### Work to be completed
In the passage on association rules for battery barns and electric cars, list every requirement that the California law puts on charging stations in common areas or on the electric car owners who use them.

### Selected passage

Most likely, your board absolutely could ban battery barns regardless of whether it is attached to your house. Interestingly enough, from what I read, such installations should be made away from the house it will serve.
It seems to me that is because of the fire hazard they may pose. But if you live close to your neighbors, you would be endangering them and their property as well as yourself and your property.
Even setting aside the authority of the association, I seriously doubt you could get a building permit for it, and you would most definitely need one.
The electric car
While we are on the subject of energy conservation and innovation, electric cars and hybrids have become a hot topic for communities around the nation. Newer, “greener” communities are being developed that specifically authorize owners to use charging stations and are even being equipped with common-area stations for more than one owner to use. Other communities don’t want them if they have to pay for them, alter the common property or the electricity to run them is commonly metered.
The future of the issue in Florida might be found in California, which has typically been on the cutting edge for legislation that eventually migrates here.
California recently passed a law that provides that associations cannot unreasonably restrict the rights of owners to install electric-vehicle charging stations on their property or certain common areas. Stations placed on common areas must comply with architectural standards and be installed by a licensed contractor. Electric car owners also must provide liability insurance and pay for the electricity used by a charging station. In addition, associations have the specific authority to install common charging stations.

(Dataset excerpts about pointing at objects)

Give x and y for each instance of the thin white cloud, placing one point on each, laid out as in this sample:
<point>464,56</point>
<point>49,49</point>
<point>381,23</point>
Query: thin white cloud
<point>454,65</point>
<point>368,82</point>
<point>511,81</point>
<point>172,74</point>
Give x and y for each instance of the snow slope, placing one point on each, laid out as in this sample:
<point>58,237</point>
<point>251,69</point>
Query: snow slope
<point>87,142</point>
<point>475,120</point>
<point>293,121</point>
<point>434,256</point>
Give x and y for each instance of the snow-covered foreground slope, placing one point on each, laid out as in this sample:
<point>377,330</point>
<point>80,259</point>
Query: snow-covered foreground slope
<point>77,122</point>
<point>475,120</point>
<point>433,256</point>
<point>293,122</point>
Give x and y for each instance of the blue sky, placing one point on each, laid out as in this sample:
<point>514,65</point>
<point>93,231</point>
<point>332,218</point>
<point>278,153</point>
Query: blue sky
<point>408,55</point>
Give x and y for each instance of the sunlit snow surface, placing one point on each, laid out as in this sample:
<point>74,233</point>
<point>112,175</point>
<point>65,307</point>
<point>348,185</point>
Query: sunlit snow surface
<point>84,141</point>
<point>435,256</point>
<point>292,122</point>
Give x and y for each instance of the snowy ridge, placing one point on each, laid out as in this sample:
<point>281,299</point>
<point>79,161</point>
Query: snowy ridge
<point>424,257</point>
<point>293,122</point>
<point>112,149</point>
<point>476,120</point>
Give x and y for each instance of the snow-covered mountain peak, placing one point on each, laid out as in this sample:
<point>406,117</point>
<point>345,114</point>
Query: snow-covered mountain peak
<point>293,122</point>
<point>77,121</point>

### Written response
- Stations placed on common areas must comply with architectural standards.
- Stations placed on common areas must be installed by a licensed contractor.
- Electric car owners must provide liability insurance.
- Electric car owners must pay for the electricity used by a charging station.